> _QUOTED PASSAGE_
[Begin]

Thought Leadership

Device drivers on SMP systems

By Colin Walls

As I am on vacation, I thought that I would invite colleagues to provide a guest blog and Faheem Sheikh came up with the goods …

Multicore embedded designs are becoming increasingly common – a topic that I have addressed before. This presents some new challenges to software developers. Faheem was talking to an existing user of our Nucleus RTOS, who is considering a multicore design and, hence, a transition to the recently announced Nucleus SMP product. The matter of device drivers was raised, which brings up some interesting issues …

Symmetric multiprocessing (SMP) is a configuration that exposes multiple hardware resources to the software with the objective of achieving high performance and/or increased responsiveness from the system. Roughly speaking an OS can do this by exploiting thread level parallelism (TLP) which means running multiple threads (software contexts) simultaneously on separate cores. It is up to the developer to utilize TLP according to the requirements of their system. More often than not, it necessitates a new programming paradigm (both for development and debugging), if the developers want to benefit from performance gains of multiple cores. However, before high performance can be achieved, most developers must concern themselves with the functionality of their legacy software and device drivers once they move to a symmetric multicore solution. Of course, performance and responsiveness are only relevant if the code is functionally correct. The question is what does it take to make your existing low-level software to work in a multicore environment? The answer, somewhat surprisingly, is not much, especially if the SMP support in the OS is robust.

[End]

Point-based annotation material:

[Begin]

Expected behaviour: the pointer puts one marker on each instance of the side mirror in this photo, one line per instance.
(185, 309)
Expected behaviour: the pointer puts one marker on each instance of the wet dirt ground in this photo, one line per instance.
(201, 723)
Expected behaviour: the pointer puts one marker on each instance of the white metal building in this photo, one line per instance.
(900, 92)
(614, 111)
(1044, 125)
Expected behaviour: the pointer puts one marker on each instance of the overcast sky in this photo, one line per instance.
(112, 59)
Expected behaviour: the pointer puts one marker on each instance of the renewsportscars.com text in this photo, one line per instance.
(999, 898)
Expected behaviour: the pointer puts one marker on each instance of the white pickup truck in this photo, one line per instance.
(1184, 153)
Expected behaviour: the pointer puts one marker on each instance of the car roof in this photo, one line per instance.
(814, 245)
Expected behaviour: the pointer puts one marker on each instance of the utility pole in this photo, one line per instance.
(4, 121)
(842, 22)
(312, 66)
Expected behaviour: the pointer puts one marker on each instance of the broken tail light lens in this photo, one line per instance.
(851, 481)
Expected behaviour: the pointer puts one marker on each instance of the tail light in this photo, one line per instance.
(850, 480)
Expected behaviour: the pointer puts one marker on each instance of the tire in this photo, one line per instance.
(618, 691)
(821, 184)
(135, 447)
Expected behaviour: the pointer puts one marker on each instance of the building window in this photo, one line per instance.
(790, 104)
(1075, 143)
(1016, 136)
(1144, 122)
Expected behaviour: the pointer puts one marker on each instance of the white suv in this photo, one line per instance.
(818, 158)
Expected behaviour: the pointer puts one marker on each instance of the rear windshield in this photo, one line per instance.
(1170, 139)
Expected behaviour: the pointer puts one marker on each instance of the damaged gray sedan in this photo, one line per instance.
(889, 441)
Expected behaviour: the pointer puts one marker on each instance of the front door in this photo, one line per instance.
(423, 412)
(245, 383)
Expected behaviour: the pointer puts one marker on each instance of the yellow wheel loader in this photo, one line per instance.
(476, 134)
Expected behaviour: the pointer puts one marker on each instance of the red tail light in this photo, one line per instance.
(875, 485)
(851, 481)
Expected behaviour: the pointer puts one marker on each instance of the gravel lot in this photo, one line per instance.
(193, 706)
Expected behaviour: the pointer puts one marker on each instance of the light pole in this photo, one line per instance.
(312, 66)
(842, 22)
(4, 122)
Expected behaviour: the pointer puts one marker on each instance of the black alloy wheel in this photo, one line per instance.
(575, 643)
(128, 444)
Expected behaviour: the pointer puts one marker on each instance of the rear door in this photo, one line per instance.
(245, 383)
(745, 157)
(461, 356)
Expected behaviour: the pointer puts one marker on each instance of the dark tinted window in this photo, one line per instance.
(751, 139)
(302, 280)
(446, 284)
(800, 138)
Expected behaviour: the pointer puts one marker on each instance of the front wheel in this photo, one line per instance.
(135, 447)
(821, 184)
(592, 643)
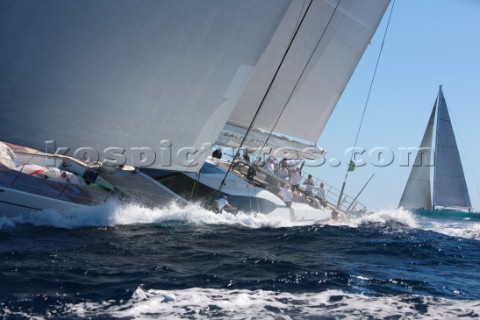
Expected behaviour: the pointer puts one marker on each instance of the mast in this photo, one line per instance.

[End]

> _EXERCISE TASKS_
1. Summarize the blog post on device drivers for SMP systems in two sentences.
2. Resume the blog post on device drivers for SMP systems from its last sentence and keep writing it.

> _RESPONSES BY TASK_
1. Multicore embedded designs are becoming increasingly common, and a Nucleus RTOS user considering a move to Nucleus SMP raised the matter of device drivers. SMP exposes multiple hardware resources so that an OS can run threads simultaneously on separate cores, but developers must first make sure their legacy software and device drivers work correctly, which takes surprisingly little if the OS's SMP support is robust.

2.
Here are some general guidelines:

  • All shared data structures accessed inside the Interrupt Service Routine(s) (ISR) should be protected using spinlocks.
  • If a device driver API contains any re-entrant code, make sure that interrupts are disabled before spinlock is acquired. This will avoid deadlocks, by not allowing another instantiation of the code on the same core.
  • Use separate locks for independent critical section paths/structures for reduced contention. However, using a large number of locks increases the possibility of a deadlock, so there is a trade-off.
  • Explicitly tell the application developer if the correct SMP safe behavior of an API depends on the use-case.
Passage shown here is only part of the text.